++++ DATASET ENTRIES
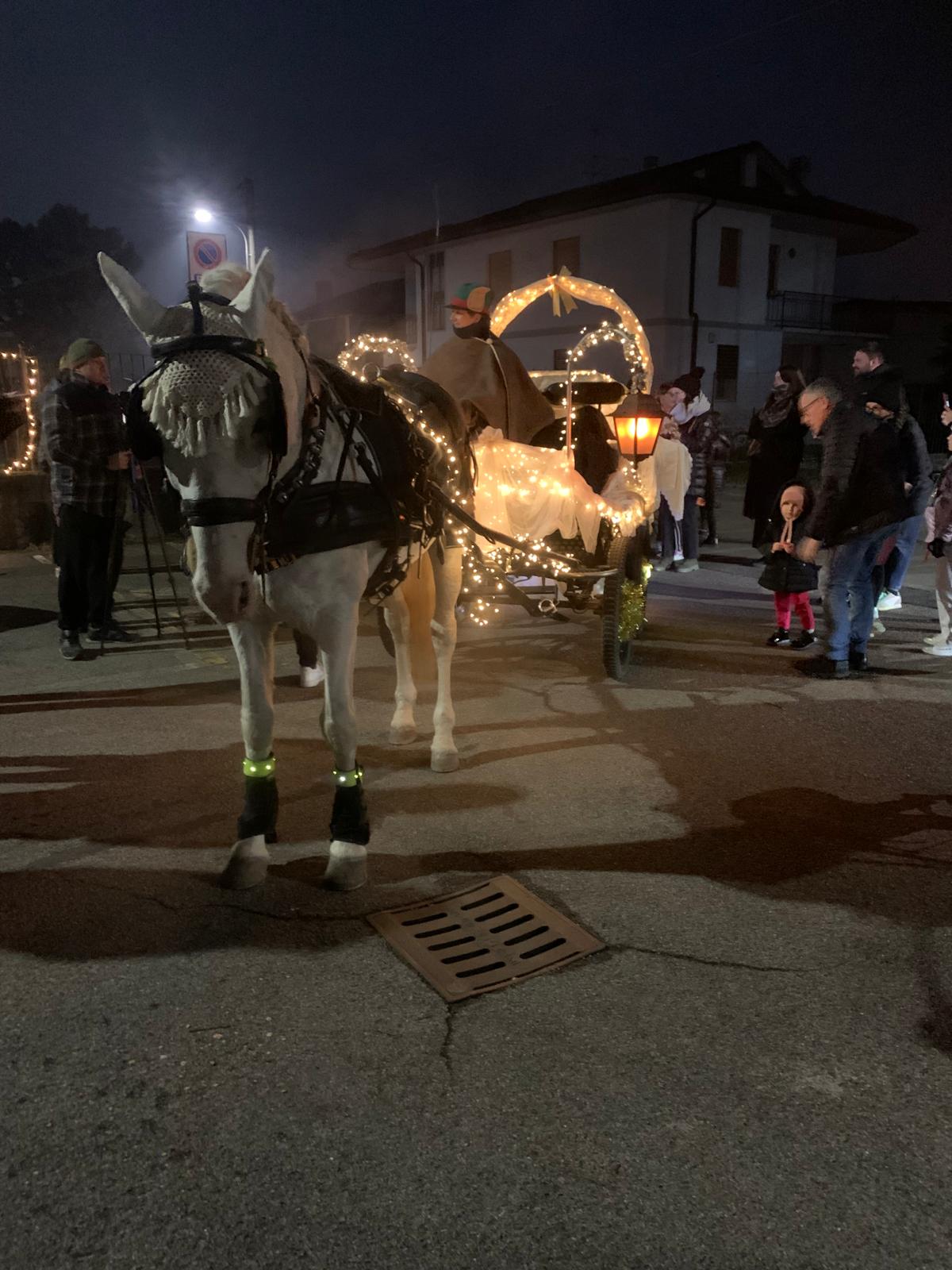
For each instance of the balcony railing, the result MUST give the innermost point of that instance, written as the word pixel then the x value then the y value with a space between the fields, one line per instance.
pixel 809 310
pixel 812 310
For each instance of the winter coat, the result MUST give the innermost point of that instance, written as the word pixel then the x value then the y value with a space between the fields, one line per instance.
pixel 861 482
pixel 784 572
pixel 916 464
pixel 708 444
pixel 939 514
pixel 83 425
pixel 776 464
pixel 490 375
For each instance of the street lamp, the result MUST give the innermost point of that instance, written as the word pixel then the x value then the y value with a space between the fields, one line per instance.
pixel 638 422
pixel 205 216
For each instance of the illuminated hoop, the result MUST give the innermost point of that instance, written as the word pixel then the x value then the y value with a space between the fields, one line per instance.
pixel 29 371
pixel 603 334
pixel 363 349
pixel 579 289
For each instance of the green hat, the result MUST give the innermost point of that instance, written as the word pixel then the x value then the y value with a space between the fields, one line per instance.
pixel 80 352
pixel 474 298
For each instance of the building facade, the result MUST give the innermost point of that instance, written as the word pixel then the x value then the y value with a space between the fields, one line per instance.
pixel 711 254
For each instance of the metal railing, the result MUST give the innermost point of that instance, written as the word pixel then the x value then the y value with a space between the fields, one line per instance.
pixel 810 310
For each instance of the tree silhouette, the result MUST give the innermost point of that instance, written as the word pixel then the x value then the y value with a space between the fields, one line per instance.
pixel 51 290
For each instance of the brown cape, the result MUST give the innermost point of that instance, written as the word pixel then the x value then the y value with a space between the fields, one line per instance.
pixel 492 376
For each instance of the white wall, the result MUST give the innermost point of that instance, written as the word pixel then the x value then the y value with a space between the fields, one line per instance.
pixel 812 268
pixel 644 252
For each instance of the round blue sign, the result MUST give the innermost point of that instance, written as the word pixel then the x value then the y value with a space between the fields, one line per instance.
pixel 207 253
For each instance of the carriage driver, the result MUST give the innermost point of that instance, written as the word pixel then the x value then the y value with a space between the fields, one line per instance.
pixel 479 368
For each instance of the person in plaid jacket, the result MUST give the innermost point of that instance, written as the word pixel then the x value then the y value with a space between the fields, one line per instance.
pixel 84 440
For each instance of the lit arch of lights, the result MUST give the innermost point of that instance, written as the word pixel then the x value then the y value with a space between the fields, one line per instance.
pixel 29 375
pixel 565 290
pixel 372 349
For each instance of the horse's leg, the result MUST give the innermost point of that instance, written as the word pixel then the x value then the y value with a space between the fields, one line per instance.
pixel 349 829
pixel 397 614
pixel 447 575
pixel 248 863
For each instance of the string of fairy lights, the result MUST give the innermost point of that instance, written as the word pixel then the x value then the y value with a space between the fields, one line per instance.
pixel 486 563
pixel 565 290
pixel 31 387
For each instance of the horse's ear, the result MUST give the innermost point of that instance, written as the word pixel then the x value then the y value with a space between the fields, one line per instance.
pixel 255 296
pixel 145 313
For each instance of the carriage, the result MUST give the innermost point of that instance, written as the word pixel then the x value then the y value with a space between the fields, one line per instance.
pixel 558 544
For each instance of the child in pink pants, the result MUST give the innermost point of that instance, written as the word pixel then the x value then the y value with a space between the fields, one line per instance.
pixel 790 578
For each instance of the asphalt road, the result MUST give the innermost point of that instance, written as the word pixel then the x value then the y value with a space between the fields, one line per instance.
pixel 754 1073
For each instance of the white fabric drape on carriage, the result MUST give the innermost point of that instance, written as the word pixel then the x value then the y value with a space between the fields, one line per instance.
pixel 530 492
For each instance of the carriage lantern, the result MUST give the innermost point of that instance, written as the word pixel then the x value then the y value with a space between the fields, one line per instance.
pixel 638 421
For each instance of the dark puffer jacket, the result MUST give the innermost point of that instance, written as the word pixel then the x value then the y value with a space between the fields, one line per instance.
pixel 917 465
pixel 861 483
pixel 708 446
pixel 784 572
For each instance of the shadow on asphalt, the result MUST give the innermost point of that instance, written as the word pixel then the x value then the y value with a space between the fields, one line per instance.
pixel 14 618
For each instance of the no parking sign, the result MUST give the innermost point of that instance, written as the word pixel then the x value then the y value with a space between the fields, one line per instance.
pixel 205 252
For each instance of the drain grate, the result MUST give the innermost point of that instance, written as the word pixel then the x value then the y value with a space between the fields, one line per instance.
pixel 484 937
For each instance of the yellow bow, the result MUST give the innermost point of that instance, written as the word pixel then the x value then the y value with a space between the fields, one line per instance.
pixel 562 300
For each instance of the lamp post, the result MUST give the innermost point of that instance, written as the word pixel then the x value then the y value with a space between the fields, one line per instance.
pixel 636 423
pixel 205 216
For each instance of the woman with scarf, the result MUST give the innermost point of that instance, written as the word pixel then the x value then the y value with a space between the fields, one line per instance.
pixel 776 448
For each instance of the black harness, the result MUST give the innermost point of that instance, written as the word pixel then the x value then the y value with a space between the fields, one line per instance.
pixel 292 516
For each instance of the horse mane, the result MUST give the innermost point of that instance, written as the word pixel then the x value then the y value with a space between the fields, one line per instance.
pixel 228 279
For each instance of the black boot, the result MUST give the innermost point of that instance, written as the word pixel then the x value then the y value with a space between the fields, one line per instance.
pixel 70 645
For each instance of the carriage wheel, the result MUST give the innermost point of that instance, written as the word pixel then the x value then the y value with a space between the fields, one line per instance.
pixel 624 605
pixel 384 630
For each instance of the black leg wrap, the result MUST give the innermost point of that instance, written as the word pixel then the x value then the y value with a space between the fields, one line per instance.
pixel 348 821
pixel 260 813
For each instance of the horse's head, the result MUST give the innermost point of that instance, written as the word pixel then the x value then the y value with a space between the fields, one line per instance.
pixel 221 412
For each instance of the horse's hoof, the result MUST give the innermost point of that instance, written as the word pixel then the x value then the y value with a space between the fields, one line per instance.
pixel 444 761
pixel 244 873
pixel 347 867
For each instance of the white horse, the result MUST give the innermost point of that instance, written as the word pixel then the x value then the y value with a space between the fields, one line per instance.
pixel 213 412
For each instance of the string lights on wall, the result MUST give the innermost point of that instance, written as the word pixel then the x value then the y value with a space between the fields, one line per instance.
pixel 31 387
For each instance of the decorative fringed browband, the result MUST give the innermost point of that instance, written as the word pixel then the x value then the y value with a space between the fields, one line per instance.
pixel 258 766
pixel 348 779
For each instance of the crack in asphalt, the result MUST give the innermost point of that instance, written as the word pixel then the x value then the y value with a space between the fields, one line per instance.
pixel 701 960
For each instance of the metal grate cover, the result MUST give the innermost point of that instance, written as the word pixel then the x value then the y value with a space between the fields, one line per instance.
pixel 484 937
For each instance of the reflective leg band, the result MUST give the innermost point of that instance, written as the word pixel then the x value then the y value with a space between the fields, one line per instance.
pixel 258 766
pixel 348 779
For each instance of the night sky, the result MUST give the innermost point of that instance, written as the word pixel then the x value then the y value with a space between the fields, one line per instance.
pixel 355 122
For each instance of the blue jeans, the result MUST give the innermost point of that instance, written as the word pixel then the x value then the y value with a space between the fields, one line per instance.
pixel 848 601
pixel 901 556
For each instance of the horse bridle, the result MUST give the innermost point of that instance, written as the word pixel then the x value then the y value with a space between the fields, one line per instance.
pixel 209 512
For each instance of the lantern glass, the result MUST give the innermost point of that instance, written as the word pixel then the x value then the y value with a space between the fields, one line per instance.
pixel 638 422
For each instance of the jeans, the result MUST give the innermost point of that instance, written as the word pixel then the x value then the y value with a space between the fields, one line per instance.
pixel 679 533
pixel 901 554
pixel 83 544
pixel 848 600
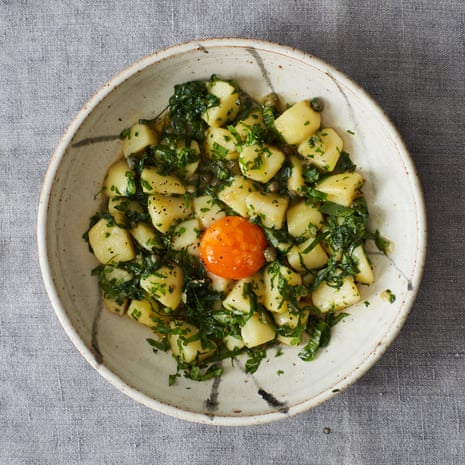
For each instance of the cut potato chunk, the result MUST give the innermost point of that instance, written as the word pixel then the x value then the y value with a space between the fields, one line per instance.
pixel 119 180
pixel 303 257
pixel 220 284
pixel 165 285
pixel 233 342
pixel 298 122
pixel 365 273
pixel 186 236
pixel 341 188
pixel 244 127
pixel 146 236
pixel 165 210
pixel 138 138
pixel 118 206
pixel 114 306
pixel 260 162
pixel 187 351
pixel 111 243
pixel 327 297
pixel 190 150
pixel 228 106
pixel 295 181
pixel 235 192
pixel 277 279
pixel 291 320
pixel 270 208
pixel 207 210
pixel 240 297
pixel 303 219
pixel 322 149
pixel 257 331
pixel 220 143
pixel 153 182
++++++++
EXERCISE DESCRIPTION: Print the lines from the one that contains "For each instance of the lantern" through the last line of the data, exactly and in full, and no other lines. Pictures are not part of the copy.

TASK RESPONSE:
For each instance of the lantern glass, the result MUST give the innermost point of that instance, written as the word pixel then the x value then the y value with a space between the fields, one line per instance.
pixel 638 422
For each instance of the jeans, the result MUST give the innermost point of that instance, written as the word pixel then the x value then the y value with a space between the fields, one line per instance.
pixel 679 533
pixel 901 554
pixel 83 544
pixel 848 600
For each instance of the cut potato chunk, the result MUST give the innermost point of that instance, written as the word pixel then the x value then the y value with a space between the fields, one line per instance.
pixel 119 180
pixel 303 257
pixel 220 284
pixel 165 285
pixel 233 342
pixel 298 122
pixel 365 273
pixel 186 236
pixel 341 188
pixel 244 127
pixel 146 236
pixel 165 210
pixel 138 138
pixel 118 206
pixel 114 306
pixel 260 162
pixel 187 351
pixel 111 243
pixel 327 297
pixel 190 150
pixel 228 106
pixel 295 181
pixel 235 192
pixel 277 279
pixel 291 320
pixel 270 208
pixel 207 210
pixel 240 297
pixel 303 219
pixel 322 149
pixel 257 331
pixel 220 143
pixel 153 182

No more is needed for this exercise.